#### TRECHO FORNECIDO

882. Tem o homem o direito de defender os bens que haja conseguido juntar pelo seu trabalho?
“Não disse Deus: “Não roubarás?” E Jesus não disse: “Dai a César o que é de César?”
O que, por meio do trabalho honesto, o homem junta constitui legítima propriedade sua, que ele tem o direito de defender, porque a propriedade que resulta do trabalho é um direito natural, tão sagrado quando o de trabalhar e de viver.
883. É natural o desejo de possuir?
“Sim, mas quando o homem deseja possuir para si somente e para sua satisfação pessoal, o que há é egoísmo.”
a) - Não será, entretanto, legítimo o desejo de possuir, uma vez aquele que tem de que viver a ninguém é pesado?
“Há homens insaciáveis, que acumulam bens sem utilidade para ninguém, ou apenas para saciar suas paixões. Julgas que Deus vê isso com bons olhos? Aquele que, ao contrário, junta pelo trabalho, tendo em vista socorrer os seus semelhantes, pratica a lei de amor e caridade, e Deus abençoa o seu trabalho.”
884. Qual o caráter da legítima propriedade?
“Propriedade legítima só é a que foi adquirida sem prejuízo de outrem.” (808) Proibindo-nos que façamos aos outros o que não desejáramos que nos fizessem, a lei de amor e de justiça nos proíbe, ipso facto, a aquisição de bens por quaisquer meios que lhe sejam contrários.
885. Será ilimitado o direito de propriedade?
“É fora de dúvida que tudo o que legitimamente se adquire constitui uma propriedade. Mas, como havemos dito, a legislação dos homens, porque imperfeita, consagra muitos direitos convencionais, que a lei de justiça reprova. Essa a razão por que eles reformam suas leis, à medida que o progresso se efetua e que melhor compreendem a justiça. O que num século parece perfeito, afigura-se bárbaro no século seguinte.” (795).
A verdadeira Lei de justiça nos impõe como dever primordial “amar a Deus sobre todas as coisas e ao próximo como a nós mesmos”, e se alguém segue esses fundamentos, em observação ao resumo de todas as leis e de todos os profetas sintetizadas por Jesus, não pode em nenhuma hipótese sob nenhum pretexto, deixar de observar o respeito ao direito do semelhante que começa onde o nosso termina.

########
#### MATERIAL

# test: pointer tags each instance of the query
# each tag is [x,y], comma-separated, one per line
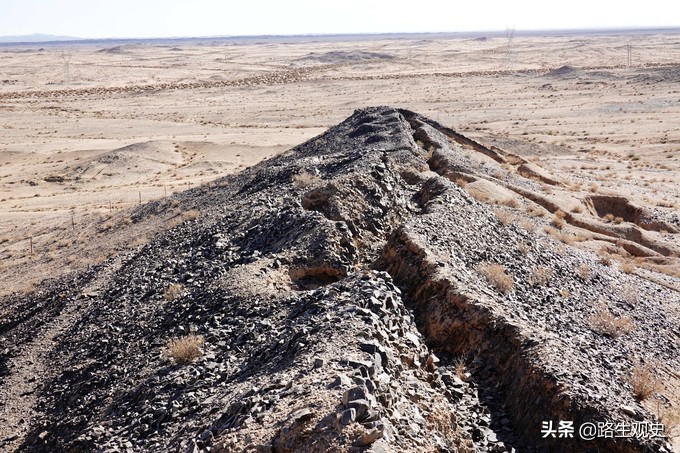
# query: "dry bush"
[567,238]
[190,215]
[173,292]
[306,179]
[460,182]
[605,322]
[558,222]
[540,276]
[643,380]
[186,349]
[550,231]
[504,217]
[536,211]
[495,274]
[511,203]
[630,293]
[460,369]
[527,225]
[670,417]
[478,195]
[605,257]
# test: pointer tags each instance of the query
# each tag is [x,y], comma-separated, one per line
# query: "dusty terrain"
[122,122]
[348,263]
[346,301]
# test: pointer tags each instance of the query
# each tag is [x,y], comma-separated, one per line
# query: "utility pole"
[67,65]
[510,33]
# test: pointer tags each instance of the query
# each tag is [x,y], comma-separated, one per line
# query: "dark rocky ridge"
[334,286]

########
#### MATERIAL

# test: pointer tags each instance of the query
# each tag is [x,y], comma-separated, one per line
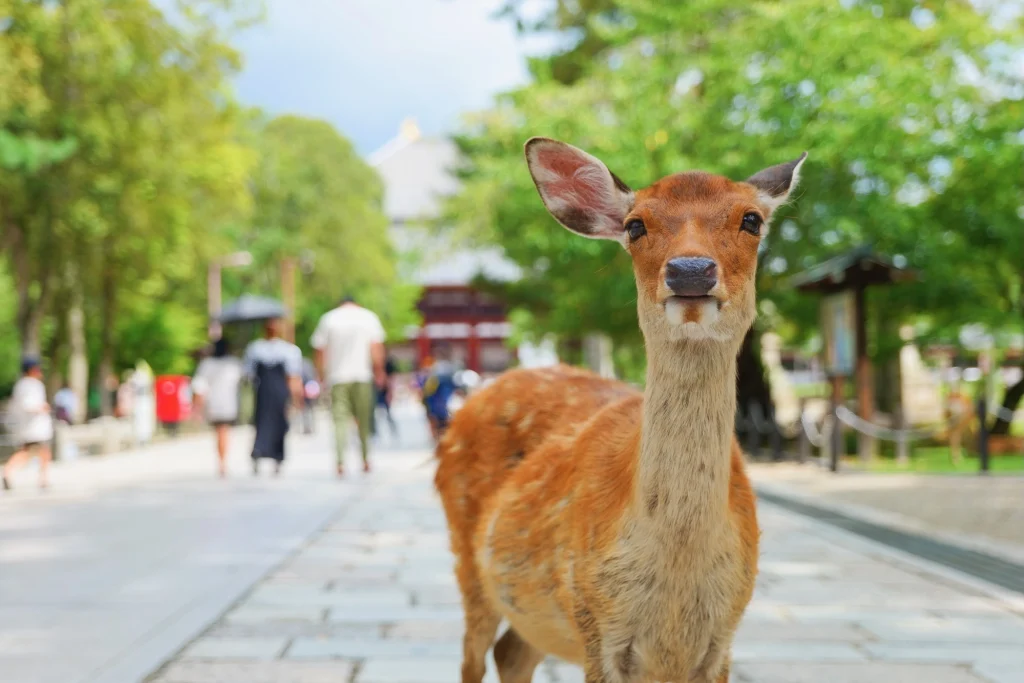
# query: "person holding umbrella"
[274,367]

########

Transcreva, cada uma com seu número, todas as perguntas numeradas do trecho fornecido sobre o direito de propriedade.

882. Tem o homem o direito de defender os bens que haja conseguido juntar pelo seu trabalho?
883. É natural o desejo de possuir?
884. Qual o caráter da legítima propriedade?
885. Será ilimitado o direito de propriedade?